- Extracted records

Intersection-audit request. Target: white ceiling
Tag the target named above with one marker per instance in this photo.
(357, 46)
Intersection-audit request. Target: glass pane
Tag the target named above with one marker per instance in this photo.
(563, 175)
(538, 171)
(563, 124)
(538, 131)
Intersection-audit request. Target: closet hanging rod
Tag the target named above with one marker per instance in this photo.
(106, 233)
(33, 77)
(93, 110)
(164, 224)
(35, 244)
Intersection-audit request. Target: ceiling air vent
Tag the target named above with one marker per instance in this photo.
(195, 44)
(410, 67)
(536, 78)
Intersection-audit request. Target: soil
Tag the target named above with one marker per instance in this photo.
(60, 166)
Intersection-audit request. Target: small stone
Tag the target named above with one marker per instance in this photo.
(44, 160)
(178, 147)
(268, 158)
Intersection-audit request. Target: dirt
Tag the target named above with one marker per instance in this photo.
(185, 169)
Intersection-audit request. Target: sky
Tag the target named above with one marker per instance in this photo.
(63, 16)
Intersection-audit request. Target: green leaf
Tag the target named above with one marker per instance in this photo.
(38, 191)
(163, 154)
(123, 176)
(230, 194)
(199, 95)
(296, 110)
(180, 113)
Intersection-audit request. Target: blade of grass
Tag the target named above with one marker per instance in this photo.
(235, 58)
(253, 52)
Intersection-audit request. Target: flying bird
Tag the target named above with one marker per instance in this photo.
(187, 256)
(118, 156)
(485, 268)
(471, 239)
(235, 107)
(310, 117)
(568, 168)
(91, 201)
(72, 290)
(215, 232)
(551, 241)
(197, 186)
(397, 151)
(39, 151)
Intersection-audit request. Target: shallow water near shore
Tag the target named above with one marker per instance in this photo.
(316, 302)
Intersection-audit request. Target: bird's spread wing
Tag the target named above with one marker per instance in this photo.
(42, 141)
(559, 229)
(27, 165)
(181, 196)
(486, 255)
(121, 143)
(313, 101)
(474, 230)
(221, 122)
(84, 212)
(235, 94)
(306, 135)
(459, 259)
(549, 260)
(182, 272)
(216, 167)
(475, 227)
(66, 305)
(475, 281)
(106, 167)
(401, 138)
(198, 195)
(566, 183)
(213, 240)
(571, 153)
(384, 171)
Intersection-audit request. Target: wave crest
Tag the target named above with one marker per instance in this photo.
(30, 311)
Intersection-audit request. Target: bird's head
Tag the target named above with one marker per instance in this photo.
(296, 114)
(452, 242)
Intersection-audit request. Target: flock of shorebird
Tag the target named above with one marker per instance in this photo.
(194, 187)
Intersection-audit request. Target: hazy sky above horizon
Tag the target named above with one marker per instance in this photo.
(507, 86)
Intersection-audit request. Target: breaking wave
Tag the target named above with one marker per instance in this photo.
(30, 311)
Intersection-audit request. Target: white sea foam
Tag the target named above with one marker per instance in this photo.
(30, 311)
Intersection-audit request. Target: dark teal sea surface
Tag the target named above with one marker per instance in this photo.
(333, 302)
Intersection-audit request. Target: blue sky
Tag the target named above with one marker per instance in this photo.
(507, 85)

- What this task involves
Only the lines from the one holding "Intersection-audit request. Target: bird's spread" through the end of the listing should be given again, exactly and with both ends included.

- The answer
Intersection-audit request. Target: bird's spread wing
Tag the target named above with one marker per instance in this photo.
(42, 141)
(559, 229)
(27, 165)
(181, 196)
(486, 255)
(121, 143)
(313, 101)
(474, 230)
(221, 122)
(84, 212)
(235, 94)
(306, 135)
(459, 259)
(549, 260)
(182, 272)
(216, 167)
(475, 227)
(66, 305)
(475, 281)
(106, 167)
(401, 138)
(198, 195)
(566, 183)
(213, 240)
(571, 153)
(384, 171)
Intersection-audit request. Target: wave crest
Tag the target named above with one marker per instance in this photo.
(30, 311)
Intersection-audit request. Target: bird's head
Tag the target named above with one marker per instance in this photo.
(296, 114)
(452, 242)
Intersection-audit request. Target: flock of shorebird
Tag the target named above with one marker per instance in this photo.
(194, 187)
Intersection-audit request. Target: hazy sky above horizon
Tag the target named above with one marker per instance in this photo.
(507, 86)
Intersection-audit request. Target: breaking wave
Tag the target named above with one marker per instance in this photo.
(30, 311)
Intersection-audit request. Target: white sea foam
Tag the target named above with one marker per instance in this photo.
(30, 311)
Intersection-audit request. Target: dark teal sea surface
Tag the target named above with one marker per instance in this photo.
(333, 302)
Intersection-audit request. Target: blue sky
Tag the target named above with one marker per instance in this photo.
(507, 85)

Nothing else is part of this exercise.